[ENTRIES PROVIDED]
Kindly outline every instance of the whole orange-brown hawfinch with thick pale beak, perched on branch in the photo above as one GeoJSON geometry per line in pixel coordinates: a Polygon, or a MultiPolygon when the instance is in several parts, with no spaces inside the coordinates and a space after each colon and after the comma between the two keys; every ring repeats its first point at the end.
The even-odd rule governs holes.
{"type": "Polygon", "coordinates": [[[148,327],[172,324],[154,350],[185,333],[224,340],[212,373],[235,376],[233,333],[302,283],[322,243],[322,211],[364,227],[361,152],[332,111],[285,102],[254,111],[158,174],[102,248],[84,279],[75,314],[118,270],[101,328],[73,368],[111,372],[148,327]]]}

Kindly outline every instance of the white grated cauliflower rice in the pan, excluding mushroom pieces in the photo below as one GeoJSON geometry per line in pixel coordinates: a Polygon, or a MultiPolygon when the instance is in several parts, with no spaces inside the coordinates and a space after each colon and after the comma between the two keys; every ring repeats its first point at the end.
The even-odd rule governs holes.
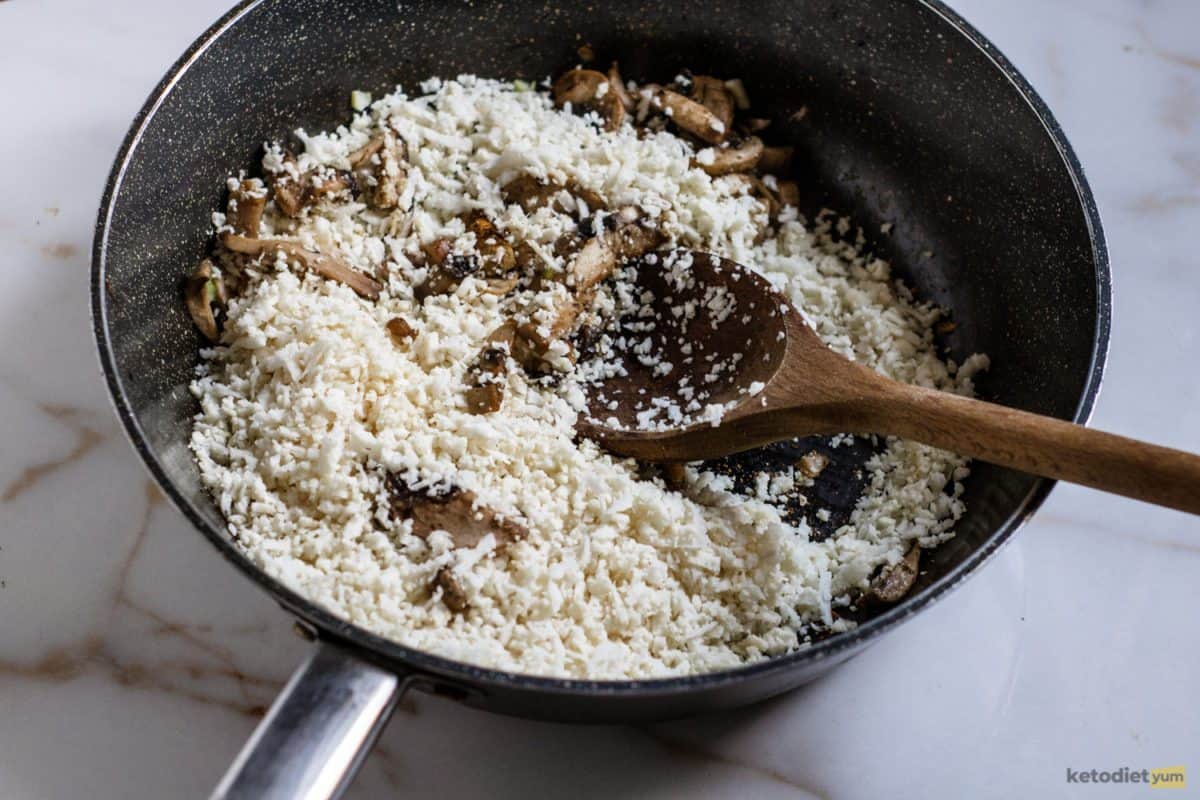
{"type": "MultiPolygon", "coordinates": [[[[672,245],[756,269],[839,353],[898,380],[971,395],[986,360],[941,360],[931,333],[940,311],[914,302],[886,263],[835,243],[832,219],[806,225],[785,207],[772,224],[744,184],[710,178],[683,138],[628,124],[606,132],[545,92],[469,76],[422,84],[416,97],[397,90],[332,133],[298,132],[298,166],[346,169],[384,127],[408,148],[402,211],[322,203],[289,221],[272,203],[263,219],[276,236],[385,276],[377,301],[282,253],[222,263],[240,285],[192,385],[200,411],[191,447],[238,546],[271,576],[374,633],[449,658],[646,679],[787,652],[805,646],[814,626],[845,630],[835,609],[881,565],[914,542],[952,536],[965,462],[914,443],[887,441],[851,522],[818,542],[776,503],[804,485],[799,470],[745,497],[691,465],[680,492],[577,441],[571,375],[552,384],[510,371],[500,410],[473,414],[462,397],[468,363],[514,303],[536,303],[534,293],[504,297],[467,277],[451,293],[414,297],[425,278],[413,259],[420,243],[448,236],[461,252],[476,243],[466,211],[560,263],[553,242],[574,217],[527,213],[502,198],[502,186],[532,174],[577,184],[613,207],[640,206],[672,245]],[[416,331],[403,347],[385,327],[396,317],[416,331]],[[468,489],[528,534],[505,547],[491,535],[473,547],[455,547],[448,533],[418,536],[388,511],[389,474],[414,489],[468,489]],[[436,585],[443,570],[466,610],[452,610],[436,585]]],[[[277,146],[264,169],[283,169],[277,146]]],[[[226,227],[222,215],[216,224],[226,227]]]]}

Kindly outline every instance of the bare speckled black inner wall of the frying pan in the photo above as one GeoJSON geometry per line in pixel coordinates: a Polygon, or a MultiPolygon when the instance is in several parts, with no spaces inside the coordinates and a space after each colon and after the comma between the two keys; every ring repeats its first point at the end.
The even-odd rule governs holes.
{"type": "MultiPolygon", "coordinates": [[[[148,106],[97,235],[97,336],[119,408],[210,537],[226,534],[187,450],[200,339],[181,284],[209,247],[226,175],[253,173],[266,139],[346,121],[352,90],[415,91],[463,72],[540,80],[576,65],[583,42],[632,78],[742,78],[756,114],[797,146],[802,210],[848,215],[919,297],[950,309],[950,357],[991,357],[984,397],[1067,419],[1090,405],[1106,335],[1090,200],[1021,91],[925,4],[263,1],[148,106]]],[[[958,535],[924,561],[917,591],[989,547],[1036,486],[977,464],[958,535]]]]}

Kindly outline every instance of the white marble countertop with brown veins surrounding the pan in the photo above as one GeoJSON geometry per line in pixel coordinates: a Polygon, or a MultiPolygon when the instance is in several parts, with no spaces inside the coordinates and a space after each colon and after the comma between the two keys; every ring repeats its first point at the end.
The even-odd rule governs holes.
{"type": "MultiPolygon", "coordinates": [[[[131,118],[228,0],[0,4],[0,796],[203,796],[304,656],[148,483],[98,375],[91,225],[131,118]]],[[[1054,108],[1108,228],[1096,425],[1200,451],[1200,2],[960,0],[1054,108]]],[[[818,684],[649,728],[418,697],[350,796],[1124,796],[1200,786],[1200,522],[1074,487],[818,684]],[[450,746],[450,742],[454,742],[450,746]]]]}

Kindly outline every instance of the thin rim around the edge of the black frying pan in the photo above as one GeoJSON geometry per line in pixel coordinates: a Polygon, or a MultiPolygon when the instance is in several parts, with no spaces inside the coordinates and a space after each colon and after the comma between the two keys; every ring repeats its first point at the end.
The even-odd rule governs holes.
{"type": "MultiPolygon", "coordinates": [[[[809,648],[796,650],[786,655],[776,656],[756,663],[736,667],[714,673],[702,673],[696,675],[684,675],[678,678],[661,678],[650,680],[576,680],[566,678],[551,678],[544,675],[532,675],[522,673],[505,672],[476,667],[469,663],[454,661],[442,656],[432,655],[422,650],[416,650],[400,644],[391,639],[371,633],[358,625],[350,624],[335,616],[320,606],[307,600],[298,591],[286,587],[265,571],[259,569],[247,555],[245,555],[229,540],[223,531],[210,527],[199,511],[175,488],[166,469],[157,456],[146,445],[144,434],[134,416],[125,387],[121,383],[120,373],[115,361],[115,353],[108,335],[108,307],[104,291],[104,277],[107,273],[108,235],[113,216],[114,199],[121,190],[125,173],[128,169],[131,158],[142,142],[142,138],[154,119],[155,113],[162,106],[175,84],[184,77],[187,70],[199,60],[227,30],[252,12],[258,6],[269,0],[242,0],[229,12],[215,22],[205,30],[187,50],[175,61],[160,80],[150,96],[134,116],[128,132],[126,133],[120,150],[118,151],[113,168],[106,181],[103,198],[95,224],[92,241],[91,261],[91,323],[92,333],[98,348],[101,371],[108,386],[109,401],[121,421],[125,435],[137,451],[142,463],[150,471],[155,482],[162,488],[172,504],[192,523],[193,527],[209,540],[221,555],[234,565],[244,576],[250,578],[262,590],[266,591],[289,614],[307,621],[322,636],[331,639],[349,643],[354,646],[356,655],[379,662],[389,669],[403,673],[420,672],[438,678],[445,678],[451,682],[486,688],[496,686],[508,690],[534,690],[546,694],[560,696],[665,696],[677,693],[689,693],[700,688],[714,688],[722,685],[737,684],[751,678],[790,670],[799,664],[812,664],[822,661],[840,660],[839,656],[846,651],[857,650],[862,645],[878,638],[886,631],[907,621],[914,614],[946,597],[953,589],[956,589],[970,576],[974,575],[984,566],[1000,549],[1012,540],[1016,533],[1042,505],[1055,481],[1042,479],[1037,481],[1026,497],[1020,501],[1016,510],[1000,524],[986,541],[972,552],[961,564],[952,569],[929,587],[916,595],[905,599],[898,606],[875,616],[866,622],[846,633],[841,633],[809,648]]],[[[948,8],[941,0],[908,0],[910,5],[931,12],[941,18],[954,32],[961,35],[968,43],[974,46],[1001,74],[1013,85],[1020,97],[1026,102],[1045,133],[1050,137],[1068,175],[1075,187],[1080,209],[1084,212],[1087,225],[1088,240],[1092,248],[1092,265],[1096,272],[1096,332],[1092,341],[1091,362],[1087,369],[1087,379],[1075,411],[1073,421],[1086,423],[1092,415],[1096,399],[1099,395],[1104,378],[1104,367],[1108,360],[1111,336],[1111,269],[1109,263],[1108,246],[1104,239],[1103,225],[1099,210],[1097,207],[1091,187],[1084,174],[1084,168],[1057,120],[1051,114],[1049,107],[1042,97],[1033,90],[1025,77],[1013,66],[1012,62],[978,30],[967,23],[956,12],[948,8]]]]}

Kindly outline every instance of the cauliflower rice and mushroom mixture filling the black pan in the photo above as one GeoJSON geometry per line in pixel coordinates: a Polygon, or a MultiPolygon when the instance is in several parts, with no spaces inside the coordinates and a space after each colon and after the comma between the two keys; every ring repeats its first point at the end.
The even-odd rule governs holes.
{"type": "Polygon", "coordinates": [[[677,247],[892,378],[970,395],[986,366],[938,356],[942,312],[848,221],[802,218],[739,82],[613,65],[354,102],[229,179],[187,284],[191,446],[257,564],[406,645],[589,679],[737,667],[905,595],[964,512],[958,456],[840,435],[658,467],[575,432],[614,273],[677,247]],[[822,483],[842,453],[848,505],[822,483]]]}

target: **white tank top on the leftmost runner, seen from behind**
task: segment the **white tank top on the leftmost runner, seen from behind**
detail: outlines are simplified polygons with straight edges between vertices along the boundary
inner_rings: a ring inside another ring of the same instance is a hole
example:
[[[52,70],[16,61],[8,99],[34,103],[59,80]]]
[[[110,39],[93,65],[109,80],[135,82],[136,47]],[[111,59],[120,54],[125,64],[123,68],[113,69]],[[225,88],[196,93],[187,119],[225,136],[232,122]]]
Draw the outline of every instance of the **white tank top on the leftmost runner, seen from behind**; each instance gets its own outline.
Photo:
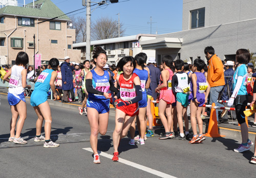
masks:
[[[9,82],[9,93],[21,94],[25,90],[22,87],[22,70],[25,69],[23,66],[14,65],[12,67],[12,73]]]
[/ENTRIES PROVIDED]
Word for word, reproduce each line from the one with "inner_rings: a ring" through the last line of the material above, both included, and drop the pictures.

◆ RESPONSE AREA ◆
inner_rings: a ring inside another ring of the same instance is a hole
example:
[[[52,70],[16,61],[8,99],[34,103],[59,80]]]
[[[110,39],[93,65],[109,80],[135,82],[136,47]],[[111,59],[120,54],[125,64],[123,68],[113,69]],[[225,88],[196,93],[187,119],[225,136],[232,122]]]
Draw the outline of every instance of the **white tank top on the leftmost runner, seen from behind**; each instance gets its own outline.
Photo:
masks:
[[[9,82],[9,93],[21,94],[25,90],[22,87],[22,70],[25,69],[23,66],[14,65],[12,67],[12,73]]]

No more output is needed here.